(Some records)

==============================

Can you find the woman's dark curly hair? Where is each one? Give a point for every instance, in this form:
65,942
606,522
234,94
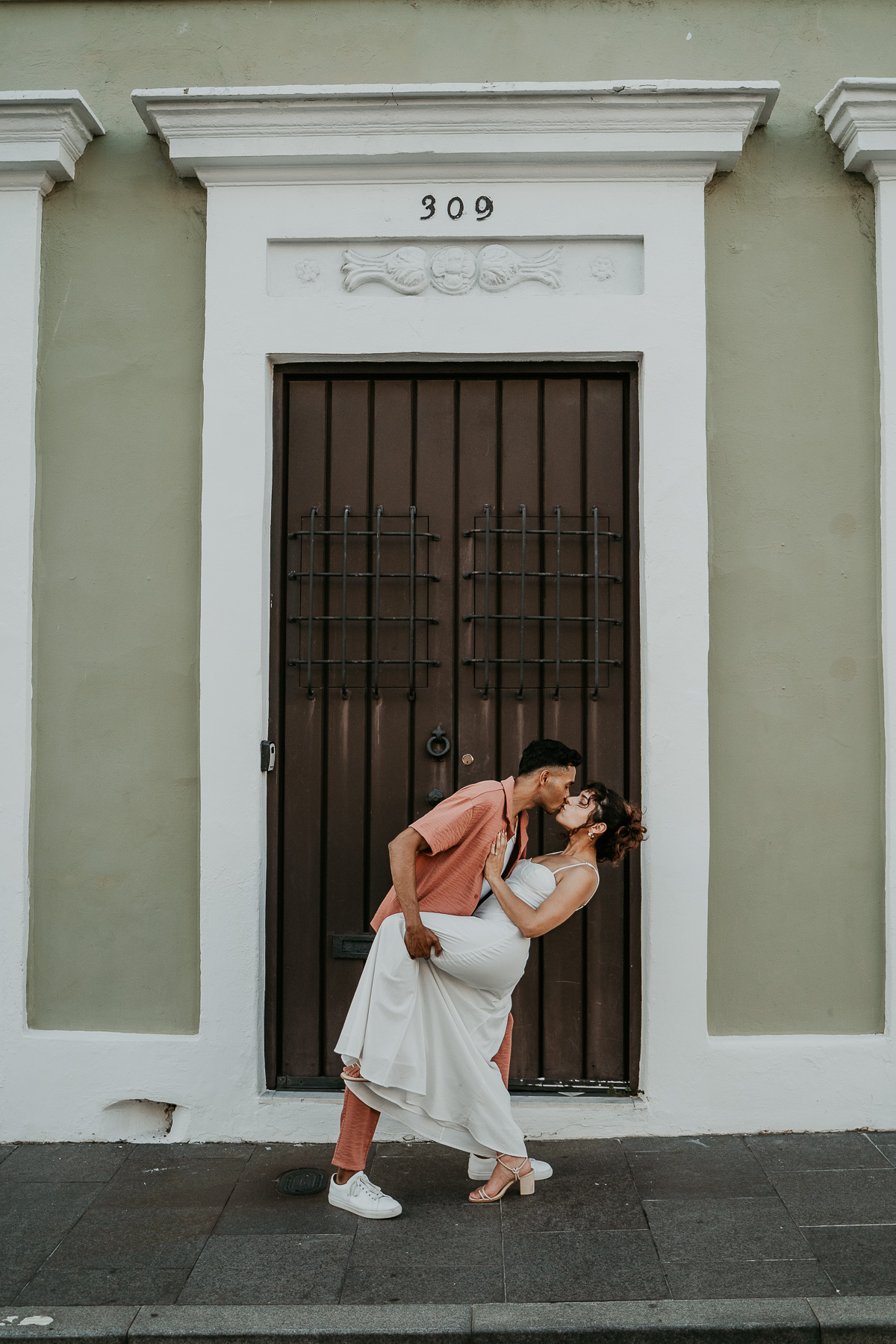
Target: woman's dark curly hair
625,828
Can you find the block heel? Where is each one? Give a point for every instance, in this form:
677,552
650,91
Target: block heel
526,1179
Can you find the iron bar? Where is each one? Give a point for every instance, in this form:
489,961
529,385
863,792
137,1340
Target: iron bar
430,620
538,531
519,694
376,606
311,598
541,574
588,609
344,593
421,537
597,608
497,616
411,651
488,561
556,633
366,574
366,663
613,663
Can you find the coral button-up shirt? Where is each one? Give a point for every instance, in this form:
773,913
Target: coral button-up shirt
460,833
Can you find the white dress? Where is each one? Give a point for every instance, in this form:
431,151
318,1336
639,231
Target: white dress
425,1033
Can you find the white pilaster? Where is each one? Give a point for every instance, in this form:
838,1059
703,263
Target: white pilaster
860,117
42,136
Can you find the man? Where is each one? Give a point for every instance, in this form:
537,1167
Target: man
437,865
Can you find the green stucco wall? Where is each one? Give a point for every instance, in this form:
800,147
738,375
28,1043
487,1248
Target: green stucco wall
795,913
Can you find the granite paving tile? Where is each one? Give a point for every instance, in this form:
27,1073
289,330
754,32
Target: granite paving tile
845,1196
63,1162
22,1254
815,1152
255,1206
430,1236
274,1270
43,1209
575,1202
176,1176
723,1278
582,1268
101,1287
709,1166
886,1142
859,1320
859,1260
724,1229
393,1284
595,1157
151,1238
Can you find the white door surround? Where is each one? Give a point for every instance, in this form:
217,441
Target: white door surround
612,175
42,136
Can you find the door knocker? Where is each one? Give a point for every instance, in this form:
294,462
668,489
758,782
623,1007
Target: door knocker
438,745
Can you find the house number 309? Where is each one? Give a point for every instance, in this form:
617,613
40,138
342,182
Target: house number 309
484,208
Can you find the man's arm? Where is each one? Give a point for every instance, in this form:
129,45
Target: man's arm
403,851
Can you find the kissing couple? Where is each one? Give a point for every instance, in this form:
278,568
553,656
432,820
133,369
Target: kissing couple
428,1036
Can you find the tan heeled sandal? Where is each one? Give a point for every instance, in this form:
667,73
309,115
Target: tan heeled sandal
526,1179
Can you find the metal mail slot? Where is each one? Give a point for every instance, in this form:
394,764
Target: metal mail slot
352,947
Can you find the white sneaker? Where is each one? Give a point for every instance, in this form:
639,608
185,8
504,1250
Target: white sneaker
481,1169
361,1196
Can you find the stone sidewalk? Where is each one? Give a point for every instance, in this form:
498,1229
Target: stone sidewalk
635,1219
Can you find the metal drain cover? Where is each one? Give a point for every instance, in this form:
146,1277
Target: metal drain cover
304,1180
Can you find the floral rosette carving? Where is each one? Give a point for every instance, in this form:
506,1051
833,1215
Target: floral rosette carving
453,270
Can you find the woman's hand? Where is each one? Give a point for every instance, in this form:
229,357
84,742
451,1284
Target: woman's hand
494,862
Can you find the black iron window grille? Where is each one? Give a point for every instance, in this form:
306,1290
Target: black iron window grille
541,603
361,591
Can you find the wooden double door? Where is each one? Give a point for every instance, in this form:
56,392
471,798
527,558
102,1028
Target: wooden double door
453,573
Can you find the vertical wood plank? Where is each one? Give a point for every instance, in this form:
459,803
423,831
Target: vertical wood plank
347,801
606,746
273,895
435,500
563,961
520,719
477,718
393,712
302,756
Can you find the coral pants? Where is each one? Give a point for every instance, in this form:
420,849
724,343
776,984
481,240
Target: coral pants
359,1120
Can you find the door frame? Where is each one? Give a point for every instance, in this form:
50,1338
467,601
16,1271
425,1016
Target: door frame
363,367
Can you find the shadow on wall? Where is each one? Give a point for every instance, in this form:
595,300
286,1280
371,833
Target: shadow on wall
143,1121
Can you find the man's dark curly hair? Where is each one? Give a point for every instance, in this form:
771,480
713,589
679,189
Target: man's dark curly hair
548,754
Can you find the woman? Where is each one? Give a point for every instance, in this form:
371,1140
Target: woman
420,1036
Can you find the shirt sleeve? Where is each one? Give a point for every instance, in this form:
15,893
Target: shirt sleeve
447,824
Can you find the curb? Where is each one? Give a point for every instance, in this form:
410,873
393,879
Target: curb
788,1320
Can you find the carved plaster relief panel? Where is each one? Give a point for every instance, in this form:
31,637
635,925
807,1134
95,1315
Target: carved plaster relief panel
441,269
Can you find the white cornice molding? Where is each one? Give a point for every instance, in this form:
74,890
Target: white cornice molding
287,132
42,136
860,117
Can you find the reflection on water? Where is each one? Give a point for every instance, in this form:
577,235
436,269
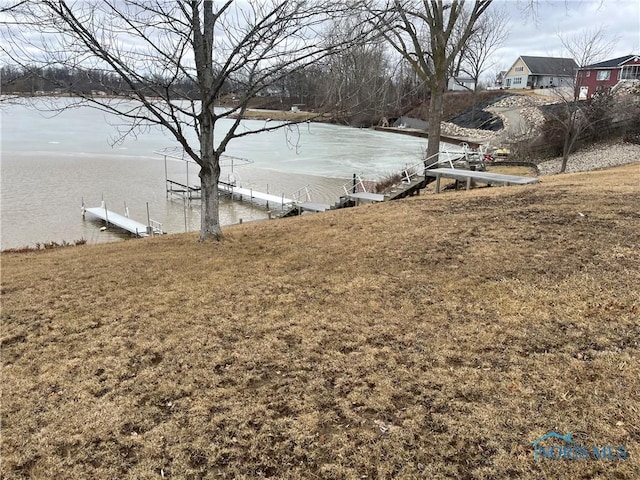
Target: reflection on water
50,165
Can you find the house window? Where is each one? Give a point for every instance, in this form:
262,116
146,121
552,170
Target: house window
630,72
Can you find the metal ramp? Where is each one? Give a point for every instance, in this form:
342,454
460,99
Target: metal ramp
125,223
481,177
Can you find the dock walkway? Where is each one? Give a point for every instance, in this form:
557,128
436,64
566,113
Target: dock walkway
482,177
251,194
125,223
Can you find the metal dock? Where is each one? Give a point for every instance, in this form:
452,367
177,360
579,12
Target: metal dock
125,223
250,194
482,177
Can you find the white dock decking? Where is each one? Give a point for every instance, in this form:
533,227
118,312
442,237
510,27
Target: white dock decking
481,177
251,194
120,221
366,196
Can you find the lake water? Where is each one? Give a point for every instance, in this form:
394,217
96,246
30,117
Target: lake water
50,164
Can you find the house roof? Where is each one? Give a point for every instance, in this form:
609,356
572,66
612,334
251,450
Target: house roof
614,62
550,66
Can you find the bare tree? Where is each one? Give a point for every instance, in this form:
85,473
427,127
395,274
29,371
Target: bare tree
429,34
490,33
570,118
172,61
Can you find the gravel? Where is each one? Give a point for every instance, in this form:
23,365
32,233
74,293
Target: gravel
594,157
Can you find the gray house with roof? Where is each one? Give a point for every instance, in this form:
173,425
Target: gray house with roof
540,72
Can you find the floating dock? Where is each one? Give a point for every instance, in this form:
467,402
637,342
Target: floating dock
125,223
251,195
481,177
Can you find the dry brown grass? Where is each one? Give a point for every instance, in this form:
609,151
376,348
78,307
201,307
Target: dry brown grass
434,337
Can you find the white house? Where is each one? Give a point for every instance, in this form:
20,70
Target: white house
540,72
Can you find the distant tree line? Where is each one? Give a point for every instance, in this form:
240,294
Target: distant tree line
360,87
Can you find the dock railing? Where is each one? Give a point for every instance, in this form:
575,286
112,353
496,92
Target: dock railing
355,185
301,195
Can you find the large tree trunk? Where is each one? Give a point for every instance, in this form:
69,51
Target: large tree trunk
435,114
209,175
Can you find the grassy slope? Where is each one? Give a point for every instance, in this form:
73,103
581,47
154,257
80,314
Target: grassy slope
434,337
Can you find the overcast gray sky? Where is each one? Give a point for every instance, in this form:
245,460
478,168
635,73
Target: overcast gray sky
537,36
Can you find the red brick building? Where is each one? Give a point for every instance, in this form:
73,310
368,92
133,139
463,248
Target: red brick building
605,75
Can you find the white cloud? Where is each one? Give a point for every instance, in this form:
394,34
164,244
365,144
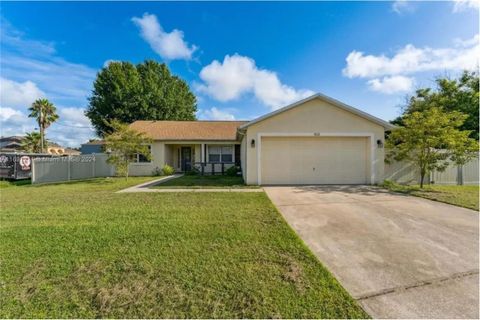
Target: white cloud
107,62
7,113
30,70
14,122
168,45
215,114
462,5
238,75
18,94
410,60
403,6
390,85
75,117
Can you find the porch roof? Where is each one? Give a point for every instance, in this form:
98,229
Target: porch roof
189,130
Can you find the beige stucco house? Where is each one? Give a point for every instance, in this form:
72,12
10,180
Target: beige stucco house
318,140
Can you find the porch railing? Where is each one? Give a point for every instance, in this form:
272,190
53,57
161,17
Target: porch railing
212,167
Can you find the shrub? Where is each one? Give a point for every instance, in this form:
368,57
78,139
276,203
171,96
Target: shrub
232,171
168,170
157,172
193,172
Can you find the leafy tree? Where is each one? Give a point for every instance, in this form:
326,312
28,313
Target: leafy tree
32,142
147,91
123,144
45,113
430,139
460,94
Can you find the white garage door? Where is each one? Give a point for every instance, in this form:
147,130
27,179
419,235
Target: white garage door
314,160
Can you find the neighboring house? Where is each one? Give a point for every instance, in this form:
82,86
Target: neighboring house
93,146
318,140
11,144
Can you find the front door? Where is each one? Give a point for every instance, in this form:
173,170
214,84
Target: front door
186,159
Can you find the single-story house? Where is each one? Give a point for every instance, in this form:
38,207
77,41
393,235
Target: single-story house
318,140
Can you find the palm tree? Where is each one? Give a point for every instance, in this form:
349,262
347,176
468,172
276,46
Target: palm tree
45,113
32,142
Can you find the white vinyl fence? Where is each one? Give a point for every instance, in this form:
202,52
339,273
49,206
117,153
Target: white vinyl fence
68,168
404,172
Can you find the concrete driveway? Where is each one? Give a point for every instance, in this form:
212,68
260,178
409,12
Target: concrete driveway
399,256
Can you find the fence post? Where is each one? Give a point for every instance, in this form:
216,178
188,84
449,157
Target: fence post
93,165
68,168
460,175
33,170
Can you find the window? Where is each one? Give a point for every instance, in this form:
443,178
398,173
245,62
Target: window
220,153
141,158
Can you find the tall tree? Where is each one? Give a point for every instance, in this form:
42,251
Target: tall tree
147,91
460,94
123,145
32,142
430,139
45,113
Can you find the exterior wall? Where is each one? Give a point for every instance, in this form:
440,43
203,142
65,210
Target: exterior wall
157,161
314,116
243,158
166,152
91,148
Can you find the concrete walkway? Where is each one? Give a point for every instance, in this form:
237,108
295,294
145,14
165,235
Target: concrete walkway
399,256
147,187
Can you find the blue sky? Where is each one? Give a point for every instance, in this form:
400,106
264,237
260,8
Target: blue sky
241,59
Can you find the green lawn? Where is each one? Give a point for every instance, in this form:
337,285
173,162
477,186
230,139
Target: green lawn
79,250
462,196
207,181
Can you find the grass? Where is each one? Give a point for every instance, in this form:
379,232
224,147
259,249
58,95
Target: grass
207,181
462,196
79,250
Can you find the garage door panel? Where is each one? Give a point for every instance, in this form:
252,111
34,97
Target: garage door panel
314,160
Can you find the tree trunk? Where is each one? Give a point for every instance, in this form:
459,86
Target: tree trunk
422,177
41,139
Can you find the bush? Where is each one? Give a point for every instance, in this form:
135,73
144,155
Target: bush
232,171
193,172
157,172
168,170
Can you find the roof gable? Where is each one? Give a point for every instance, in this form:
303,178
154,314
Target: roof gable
330,100
189,130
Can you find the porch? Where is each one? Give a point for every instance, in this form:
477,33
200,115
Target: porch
206,158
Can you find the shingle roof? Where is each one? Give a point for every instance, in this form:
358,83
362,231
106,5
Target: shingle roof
189,130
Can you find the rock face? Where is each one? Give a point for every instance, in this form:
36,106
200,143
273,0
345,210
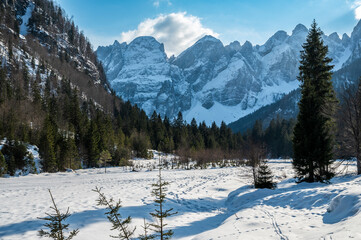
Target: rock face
212,82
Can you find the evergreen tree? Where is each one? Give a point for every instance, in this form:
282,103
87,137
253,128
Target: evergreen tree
159,192
3,165
93,144
113,215
264,176
313,134
56,224
48,145
146,235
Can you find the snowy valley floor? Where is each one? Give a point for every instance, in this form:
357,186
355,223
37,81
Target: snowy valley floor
211,204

==============================

* [WRITTEN INSTRUCTION] Your task is to give again, unchanged, the lines from the line that contains "Can you find the green lawn?" to the end of the records. Include both end lines but no pictures.

* [RESULT]
Can you find the green lawn? Where is each one? Give a point for every instance, in this form:
337,285
173,162
477,186
230,139
Target: green lawn
79,250
462,196
207,181
Can you find the grass? Where is each one? Give a point for every instance, in this form:
379,232
224,147
259,249
58,95
Target: grass
207,181
462,196
79,250
Can you find the garage door panel? Where is each one? Give a point for every instance, in this form:
252,111
34,97
Target: garage door panel
314,160
Can you find the tree trunk? Where is each one? Give a point for every instance, in this form:
459,86
Target: tree trunk
422,177
41,139
Can you find the bush? Where is each one? Give a point for every instance, in this form:
135,73
144,155
Target: bush
232,171
193,172
157,172
168,170
Can you find the roof gable? Where is each one? Give a point for every instance, in this form:
303,178
154,314
Target: roof gable
330,100
189,130
Can you find the porch? Where is each one? Give a point for every instance, in this form:
477,33
200,115
Target: porch
206,158
Can you find the shingle roof? Where is each one? Give a point for every instance, in this form:
358,83
362,231
106,5
Target: shingle roof
189,130
Can you find the rock face? Where is each one? Give a point for every instance, in this form:
36,106
200,143
273,0
345,210
Target: rock face
212,82
Can you find the evergreen tree? Where is each one? Give a point for every instance, in this form:
282,103
87,137
253,128
Target: evergreen tree
159,192
3,165
93,144
113,215
264,176
313,134
56,224
48,145
146,235
Can you find the snowy valley floor? Where is each one? Give a point for every instance, in this form:
357,186
355,223
37,81
Target: snowy valley floor
211,204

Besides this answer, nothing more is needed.